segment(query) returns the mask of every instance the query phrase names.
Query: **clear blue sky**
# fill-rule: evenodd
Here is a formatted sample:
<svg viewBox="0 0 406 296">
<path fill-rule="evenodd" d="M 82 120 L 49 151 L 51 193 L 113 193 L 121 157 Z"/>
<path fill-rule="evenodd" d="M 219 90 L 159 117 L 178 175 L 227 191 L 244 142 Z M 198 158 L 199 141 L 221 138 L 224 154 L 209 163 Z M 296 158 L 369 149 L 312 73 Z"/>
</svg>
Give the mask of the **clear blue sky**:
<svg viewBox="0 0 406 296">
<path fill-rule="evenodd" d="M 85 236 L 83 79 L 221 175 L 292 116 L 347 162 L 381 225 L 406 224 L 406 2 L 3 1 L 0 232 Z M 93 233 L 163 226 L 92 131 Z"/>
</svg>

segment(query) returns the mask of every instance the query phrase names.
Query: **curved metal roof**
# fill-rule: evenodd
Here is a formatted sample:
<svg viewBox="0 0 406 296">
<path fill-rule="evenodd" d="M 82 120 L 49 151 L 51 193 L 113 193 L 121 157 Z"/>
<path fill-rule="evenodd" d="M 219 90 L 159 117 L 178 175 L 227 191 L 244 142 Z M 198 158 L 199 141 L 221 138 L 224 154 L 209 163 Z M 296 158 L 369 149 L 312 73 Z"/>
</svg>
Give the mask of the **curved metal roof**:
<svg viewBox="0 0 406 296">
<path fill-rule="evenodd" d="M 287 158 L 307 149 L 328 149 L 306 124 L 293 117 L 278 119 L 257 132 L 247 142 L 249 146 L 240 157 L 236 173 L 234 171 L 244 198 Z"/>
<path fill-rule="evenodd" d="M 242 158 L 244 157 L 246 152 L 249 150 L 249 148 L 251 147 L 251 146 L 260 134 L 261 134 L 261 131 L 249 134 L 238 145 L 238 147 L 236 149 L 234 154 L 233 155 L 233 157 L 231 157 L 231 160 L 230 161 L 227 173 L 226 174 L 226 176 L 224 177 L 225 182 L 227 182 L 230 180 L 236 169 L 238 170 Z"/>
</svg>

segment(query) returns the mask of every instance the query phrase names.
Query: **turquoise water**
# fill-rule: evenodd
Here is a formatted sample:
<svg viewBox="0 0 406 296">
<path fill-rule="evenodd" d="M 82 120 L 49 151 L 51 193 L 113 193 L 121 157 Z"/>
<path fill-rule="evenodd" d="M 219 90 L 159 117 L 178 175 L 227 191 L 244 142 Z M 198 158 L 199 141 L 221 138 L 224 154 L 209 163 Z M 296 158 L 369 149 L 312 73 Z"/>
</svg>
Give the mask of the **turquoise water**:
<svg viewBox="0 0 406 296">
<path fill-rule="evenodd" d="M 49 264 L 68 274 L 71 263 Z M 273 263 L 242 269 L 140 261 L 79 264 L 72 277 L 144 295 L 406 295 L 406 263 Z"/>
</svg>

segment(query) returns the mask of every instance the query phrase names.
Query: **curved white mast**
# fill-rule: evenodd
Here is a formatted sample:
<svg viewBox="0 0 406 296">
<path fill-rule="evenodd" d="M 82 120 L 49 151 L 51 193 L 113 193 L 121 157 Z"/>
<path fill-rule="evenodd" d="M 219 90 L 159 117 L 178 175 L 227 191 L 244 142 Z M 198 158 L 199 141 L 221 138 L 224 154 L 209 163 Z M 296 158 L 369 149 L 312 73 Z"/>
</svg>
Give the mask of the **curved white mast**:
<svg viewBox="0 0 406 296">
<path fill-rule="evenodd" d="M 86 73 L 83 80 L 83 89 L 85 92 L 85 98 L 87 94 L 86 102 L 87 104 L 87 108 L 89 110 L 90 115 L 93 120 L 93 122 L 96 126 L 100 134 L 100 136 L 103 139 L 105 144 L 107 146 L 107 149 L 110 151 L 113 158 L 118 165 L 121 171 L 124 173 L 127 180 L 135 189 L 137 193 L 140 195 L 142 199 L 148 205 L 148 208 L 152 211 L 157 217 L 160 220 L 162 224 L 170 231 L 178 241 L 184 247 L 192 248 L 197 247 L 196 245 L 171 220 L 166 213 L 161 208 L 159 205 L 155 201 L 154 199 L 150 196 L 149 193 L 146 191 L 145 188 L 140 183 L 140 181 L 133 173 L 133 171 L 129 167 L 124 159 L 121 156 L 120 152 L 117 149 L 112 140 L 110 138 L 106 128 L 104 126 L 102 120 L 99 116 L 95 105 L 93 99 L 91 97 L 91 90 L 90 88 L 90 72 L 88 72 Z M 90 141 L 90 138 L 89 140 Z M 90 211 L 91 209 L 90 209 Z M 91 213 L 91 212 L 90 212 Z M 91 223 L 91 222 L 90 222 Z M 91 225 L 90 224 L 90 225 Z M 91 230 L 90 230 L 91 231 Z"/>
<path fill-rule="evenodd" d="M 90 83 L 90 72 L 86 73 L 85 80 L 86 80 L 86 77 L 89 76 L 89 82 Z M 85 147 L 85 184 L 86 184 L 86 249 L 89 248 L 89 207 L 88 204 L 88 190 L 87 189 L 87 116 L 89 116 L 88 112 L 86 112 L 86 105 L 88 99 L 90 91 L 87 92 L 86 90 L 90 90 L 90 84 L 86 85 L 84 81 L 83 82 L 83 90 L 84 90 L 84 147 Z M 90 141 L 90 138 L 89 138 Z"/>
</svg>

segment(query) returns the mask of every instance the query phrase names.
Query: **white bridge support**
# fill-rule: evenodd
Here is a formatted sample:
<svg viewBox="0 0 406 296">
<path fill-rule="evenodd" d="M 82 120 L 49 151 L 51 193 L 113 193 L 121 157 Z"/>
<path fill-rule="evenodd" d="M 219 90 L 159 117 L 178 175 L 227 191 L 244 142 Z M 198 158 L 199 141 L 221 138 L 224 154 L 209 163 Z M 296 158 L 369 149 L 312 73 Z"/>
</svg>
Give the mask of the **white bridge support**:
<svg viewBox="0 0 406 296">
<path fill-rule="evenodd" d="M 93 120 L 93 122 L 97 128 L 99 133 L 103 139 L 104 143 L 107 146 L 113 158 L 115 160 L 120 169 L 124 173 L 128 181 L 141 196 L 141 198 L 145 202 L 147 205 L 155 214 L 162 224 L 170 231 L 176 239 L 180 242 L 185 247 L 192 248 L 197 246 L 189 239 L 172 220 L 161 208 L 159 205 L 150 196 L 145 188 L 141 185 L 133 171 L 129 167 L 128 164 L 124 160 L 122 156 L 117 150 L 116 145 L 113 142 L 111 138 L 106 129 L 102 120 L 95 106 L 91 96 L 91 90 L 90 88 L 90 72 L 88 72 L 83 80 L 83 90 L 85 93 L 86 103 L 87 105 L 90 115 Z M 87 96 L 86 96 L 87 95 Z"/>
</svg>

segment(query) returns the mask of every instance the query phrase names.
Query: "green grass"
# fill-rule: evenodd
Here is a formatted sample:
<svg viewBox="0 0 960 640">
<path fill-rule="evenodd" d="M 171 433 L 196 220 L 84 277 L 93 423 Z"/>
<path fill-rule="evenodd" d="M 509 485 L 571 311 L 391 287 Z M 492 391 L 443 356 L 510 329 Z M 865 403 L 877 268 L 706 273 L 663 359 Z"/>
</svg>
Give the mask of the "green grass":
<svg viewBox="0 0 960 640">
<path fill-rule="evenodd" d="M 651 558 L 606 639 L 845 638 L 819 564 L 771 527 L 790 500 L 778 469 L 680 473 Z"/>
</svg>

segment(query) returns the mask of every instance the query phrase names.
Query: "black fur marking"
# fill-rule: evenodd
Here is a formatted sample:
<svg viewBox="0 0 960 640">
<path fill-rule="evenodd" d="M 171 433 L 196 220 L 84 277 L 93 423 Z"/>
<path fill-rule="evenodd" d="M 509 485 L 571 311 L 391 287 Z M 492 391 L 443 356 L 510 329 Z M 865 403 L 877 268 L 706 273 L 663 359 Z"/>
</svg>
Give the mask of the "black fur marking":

--

● **Requirement**: Extract every line of the records above that contains the string "mast", treating uppercase and lowercase as different.

● **Reply**:
Query: **curved white mast**
Give the mask of the **curved white mast**:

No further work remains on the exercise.